--- Begin ENTRIES SUPPLIED ---
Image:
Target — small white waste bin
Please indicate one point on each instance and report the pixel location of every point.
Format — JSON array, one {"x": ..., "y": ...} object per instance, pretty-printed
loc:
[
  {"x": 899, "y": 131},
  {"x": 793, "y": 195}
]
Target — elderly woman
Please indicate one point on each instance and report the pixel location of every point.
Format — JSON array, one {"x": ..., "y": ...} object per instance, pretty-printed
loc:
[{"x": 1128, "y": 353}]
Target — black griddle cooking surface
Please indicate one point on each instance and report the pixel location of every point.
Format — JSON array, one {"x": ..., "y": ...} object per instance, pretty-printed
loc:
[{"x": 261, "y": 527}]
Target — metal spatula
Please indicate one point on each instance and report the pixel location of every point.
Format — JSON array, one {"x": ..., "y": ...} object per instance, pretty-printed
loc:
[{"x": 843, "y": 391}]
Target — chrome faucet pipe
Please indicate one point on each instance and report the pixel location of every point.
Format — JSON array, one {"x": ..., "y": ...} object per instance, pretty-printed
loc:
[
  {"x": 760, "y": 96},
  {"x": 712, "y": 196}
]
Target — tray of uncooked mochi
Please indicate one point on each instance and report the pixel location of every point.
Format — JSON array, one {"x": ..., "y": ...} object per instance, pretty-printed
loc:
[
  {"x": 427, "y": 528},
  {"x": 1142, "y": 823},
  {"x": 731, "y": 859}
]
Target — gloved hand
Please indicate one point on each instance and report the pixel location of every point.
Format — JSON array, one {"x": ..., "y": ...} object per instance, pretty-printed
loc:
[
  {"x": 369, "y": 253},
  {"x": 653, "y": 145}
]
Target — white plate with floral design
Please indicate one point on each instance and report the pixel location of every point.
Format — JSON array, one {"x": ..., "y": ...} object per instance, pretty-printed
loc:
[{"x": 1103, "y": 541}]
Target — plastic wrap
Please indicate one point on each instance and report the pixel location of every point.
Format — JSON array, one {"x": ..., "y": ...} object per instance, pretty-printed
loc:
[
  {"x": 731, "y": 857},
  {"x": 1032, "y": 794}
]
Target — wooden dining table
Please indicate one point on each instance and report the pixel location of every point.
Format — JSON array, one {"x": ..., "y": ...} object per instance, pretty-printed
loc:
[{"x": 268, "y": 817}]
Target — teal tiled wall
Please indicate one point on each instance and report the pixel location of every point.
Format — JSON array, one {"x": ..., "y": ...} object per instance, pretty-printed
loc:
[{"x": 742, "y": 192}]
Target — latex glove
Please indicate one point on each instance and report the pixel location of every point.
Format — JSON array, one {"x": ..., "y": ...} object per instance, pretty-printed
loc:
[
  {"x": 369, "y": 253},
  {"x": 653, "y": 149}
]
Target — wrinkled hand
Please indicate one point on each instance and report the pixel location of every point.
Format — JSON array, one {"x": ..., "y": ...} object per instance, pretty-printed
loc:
--- End ENTRIES SUPPLIED ---
> **WHAT YOU HAVE TO DO**
Reproduce the material precisely, including every line.

> **ANSWER TO THIS TASK**
Image:
Target — small white waste bin
Please indicate one point on each instance and report the pixel location of every point.
Format — JSON array, one {"x": ..., "y": ...} object per instance, pretty-printed
loc:
[
  {"x": 899, "y": 131},
  {"x": 793, "y": 195}
]
Target — elderly woman
Please indicate one point on each instance and report the pixel location of every point.
Format — JSON array, one {"x": ..., "y": ...} object per instance, pretty-printed
loc:
[{"x": 1128, "y": 353}]
Target — black griddle cooking surface
Please indicate one point on each instance and report the pixel location of every point.
Format — JSON array, one {"x": ..., "y": ...} object per instance, pretty-printed
loc:
[{"x": 261, "y": 527}]
Target — metal spatula
Please indicate one point on each instance and report the pixel location of every point.
Format — JSON array, one {"x": ..., "y": ...} object per instance, pretty-printed
loc:
[{"x": 843, "y": 391}]
Target — chrome faucet pipe
Please indicate one point on each instance and report the pixel location of every point.
Format — JSON array, one {"x": ..., "y": ...} object per instance, pretty-printed
loc:
[
  {"x": 760, "y": 96},
  {"x": 712, "y": 196}
]
Target — tray of uncooked mochi
Please indicate one point on each instance and report the pixel location of every point.
Format — JSON array, one {"x": ..., "y": ...} object per instance, pretty-printed
loc:
[
  {"x": 427, "y": 528},
  {"x": 1142, "y": 823},
  {"x": 731, "y": 859}
]
Target — gloved hand
Please indicate one point on each instance and report the pixel location of every point.
Format — JSON array, one {"x": ..., "y": ...} object per instance, pretty-printed
loc:
[
  {"x": 369, "y": 253},
  {"x": 653, "y": 145}
]
Target — white plate with floral design
Please indicate one point on each instance and report the pixel location of every point.
Format — JSON array, one {"x": ..., "y": ...} object per instance, pretty-printed
loc:
[{"x": 1103, "y": 541}]
Target — plastic wrap
Please indicate one point on each instance and report the pixel location of every point.
Format — JSON array, one {"x": ..., "y": ...} object per instance, pretty-printed
loc:
[
  {"x": 731, "y": 857},
  {"x": 1032, "y": 794}
]
Target — wooden dining table
Please indicate one point on each instance and report the pixel location of every point.
Format — JSON array, one {"x": ..., "y": ...} object per instance, pretty-printed
loc:
[{"x": 268, "y": 817}]
Target — teal tiled wall
Please indicate one point on each instance and report the pixel location of every point.
Format — JSON array, one {"x": ..., "y": ...} object per instance, pretty-printed
loc:
[{"x": 742, "y": 192}]
Target — latex glove
Please indicate one point on each instance and report the pixel location of every point.
Format — JSON array, one {"x": ..., "y": ...} object per instance, pretty-printed
loc:
[
  {"x": 369, "y": 253},
  {"x": 653, "y": 149}
]
Target — wrinkled hand
Please indicate one point on each instance and report the pixel location of every point.
Format — JSON array, one {"x": ..., "y": ...} object per instance, pretty-printed
loc:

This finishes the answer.